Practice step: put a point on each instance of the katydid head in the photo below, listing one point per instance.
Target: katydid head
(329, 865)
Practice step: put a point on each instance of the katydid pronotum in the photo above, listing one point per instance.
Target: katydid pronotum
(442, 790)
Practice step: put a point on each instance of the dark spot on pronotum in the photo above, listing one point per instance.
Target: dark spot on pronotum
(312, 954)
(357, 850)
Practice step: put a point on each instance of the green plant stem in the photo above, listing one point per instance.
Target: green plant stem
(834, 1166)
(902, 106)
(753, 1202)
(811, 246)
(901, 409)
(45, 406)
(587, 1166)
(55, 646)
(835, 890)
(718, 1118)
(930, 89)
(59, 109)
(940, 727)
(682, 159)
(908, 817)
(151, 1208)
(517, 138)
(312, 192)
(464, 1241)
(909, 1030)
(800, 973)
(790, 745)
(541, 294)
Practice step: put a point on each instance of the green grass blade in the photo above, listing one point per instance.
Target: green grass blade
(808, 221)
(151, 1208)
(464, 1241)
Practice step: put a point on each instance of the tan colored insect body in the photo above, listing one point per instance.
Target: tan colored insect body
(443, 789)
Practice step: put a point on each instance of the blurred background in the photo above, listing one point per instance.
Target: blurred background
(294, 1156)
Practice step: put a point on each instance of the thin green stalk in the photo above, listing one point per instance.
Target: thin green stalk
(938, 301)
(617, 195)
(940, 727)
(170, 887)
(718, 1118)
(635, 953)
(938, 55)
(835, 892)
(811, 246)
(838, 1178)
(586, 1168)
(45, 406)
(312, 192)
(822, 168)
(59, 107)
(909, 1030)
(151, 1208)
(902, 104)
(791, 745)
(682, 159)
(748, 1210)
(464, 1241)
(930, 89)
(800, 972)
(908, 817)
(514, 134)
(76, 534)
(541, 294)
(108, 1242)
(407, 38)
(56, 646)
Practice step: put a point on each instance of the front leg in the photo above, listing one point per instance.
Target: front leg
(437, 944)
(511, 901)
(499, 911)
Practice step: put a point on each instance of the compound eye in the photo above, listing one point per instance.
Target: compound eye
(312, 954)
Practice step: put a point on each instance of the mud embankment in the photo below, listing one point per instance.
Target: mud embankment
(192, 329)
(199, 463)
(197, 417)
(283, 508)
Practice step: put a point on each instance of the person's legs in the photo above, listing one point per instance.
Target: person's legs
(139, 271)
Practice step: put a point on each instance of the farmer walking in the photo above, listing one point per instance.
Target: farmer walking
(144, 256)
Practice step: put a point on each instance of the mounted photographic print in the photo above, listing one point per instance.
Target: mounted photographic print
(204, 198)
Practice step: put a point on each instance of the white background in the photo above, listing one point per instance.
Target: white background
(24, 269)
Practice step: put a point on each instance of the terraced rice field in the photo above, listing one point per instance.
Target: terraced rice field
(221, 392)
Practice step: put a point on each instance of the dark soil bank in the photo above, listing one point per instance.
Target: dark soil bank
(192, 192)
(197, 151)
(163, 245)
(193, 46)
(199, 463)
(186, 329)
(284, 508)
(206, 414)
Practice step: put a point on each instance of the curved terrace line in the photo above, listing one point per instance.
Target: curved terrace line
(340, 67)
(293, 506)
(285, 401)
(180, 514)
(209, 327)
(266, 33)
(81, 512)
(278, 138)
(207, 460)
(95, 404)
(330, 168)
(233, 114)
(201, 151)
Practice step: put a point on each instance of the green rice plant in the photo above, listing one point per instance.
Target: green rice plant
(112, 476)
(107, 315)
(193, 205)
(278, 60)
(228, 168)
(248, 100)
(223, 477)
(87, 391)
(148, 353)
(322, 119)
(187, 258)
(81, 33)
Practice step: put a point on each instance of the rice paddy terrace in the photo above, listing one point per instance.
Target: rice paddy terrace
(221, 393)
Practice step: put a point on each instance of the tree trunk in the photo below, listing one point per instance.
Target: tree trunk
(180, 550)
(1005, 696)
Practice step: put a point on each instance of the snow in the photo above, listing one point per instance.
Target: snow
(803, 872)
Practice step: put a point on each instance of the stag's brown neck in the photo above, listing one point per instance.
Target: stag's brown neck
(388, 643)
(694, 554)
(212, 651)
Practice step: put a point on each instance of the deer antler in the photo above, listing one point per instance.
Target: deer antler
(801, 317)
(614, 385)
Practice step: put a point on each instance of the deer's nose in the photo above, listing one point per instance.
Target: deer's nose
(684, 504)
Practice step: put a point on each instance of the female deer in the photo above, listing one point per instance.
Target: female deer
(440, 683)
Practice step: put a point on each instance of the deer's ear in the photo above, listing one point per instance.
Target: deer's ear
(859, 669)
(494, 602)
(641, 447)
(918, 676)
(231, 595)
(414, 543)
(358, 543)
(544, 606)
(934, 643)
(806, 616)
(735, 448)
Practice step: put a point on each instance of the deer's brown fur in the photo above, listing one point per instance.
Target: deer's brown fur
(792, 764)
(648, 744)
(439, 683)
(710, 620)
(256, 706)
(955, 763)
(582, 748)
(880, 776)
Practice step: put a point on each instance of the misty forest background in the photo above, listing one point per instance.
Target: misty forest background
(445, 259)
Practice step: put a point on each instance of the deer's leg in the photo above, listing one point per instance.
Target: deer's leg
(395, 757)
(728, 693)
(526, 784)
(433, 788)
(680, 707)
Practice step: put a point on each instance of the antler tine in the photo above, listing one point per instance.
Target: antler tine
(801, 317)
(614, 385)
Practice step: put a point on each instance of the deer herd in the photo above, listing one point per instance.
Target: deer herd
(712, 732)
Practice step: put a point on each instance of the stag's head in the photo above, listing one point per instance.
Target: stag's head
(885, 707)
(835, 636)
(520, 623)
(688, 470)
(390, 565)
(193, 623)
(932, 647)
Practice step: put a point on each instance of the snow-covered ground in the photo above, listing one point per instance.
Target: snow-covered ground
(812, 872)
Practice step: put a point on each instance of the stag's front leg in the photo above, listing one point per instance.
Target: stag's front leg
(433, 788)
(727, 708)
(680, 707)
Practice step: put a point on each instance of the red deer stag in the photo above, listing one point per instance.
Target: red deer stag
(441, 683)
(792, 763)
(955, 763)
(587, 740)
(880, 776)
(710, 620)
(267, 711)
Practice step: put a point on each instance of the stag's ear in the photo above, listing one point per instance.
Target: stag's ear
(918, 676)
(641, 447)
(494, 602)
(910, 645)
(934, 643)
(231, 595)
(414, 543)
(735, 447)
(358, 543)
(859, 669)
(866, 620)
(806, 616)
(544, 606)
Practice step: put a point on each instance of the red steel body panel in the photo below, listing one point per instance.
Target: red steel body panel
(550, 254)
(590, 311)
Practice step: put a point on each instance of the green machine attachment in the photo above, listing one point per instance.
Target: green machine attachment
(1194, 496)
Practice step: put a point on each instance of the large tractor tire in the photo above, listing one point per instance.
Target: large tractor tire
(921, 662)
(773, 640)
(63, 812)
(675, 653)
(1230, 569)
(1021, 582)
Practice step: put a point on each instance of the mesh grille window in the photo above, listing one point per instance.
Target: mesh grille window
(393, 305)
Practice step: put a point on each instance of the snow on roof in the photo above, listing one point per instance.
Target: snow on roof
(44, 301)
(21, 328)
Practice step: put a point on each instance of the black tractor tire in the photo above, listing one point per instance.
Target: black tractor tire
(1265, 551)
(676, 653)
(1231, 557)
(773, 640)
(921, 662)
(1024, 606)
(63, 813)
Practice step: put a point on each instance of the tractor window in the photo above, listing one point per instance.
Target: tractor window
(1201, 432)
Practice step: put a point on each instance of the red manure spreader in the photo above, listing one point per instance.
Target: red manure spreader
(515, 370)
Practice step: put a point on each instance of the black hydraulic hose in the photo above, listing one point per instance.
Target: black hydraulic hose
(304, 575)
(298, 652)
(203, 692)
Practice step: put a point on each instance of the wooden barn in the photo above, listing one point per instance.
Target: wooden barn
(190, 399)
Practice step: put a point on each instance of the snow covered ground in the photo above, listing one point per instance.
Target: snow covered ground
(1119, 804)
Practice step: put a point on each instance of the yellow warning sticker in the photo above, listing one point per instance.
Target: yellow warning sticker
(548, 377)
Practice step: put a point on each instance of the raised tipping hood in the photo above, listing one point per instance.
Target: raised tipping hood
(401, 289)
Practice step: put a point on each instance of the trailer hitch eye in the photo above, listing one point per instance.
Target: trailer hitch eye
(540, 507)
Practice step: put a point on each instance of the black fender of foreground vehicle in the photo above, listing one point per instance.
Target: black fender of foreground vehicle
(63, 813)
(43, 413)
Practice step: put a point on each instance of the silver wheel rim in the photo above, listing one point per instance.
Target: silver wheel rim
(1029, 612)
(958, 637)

→ The problem
Can you format the lines of the records that begin at the line containing "Practice step: put a point on each instance of the tan" and end after the line containing "(294, 1156)" as a numbered list, omitting any blank lines and including nothing outside that span?

→ Solution for this problem
1. Practice step: put a point on each instance of the tan colored insect body in the photo above, listing one point per instance.
2. Target: tan colored insect body
3. (443, 789)
4. Practice step: put a point on each instance of the blurred background in the photo above, listing one point per instance.
5. Target: blurred background
6. (294, 1156)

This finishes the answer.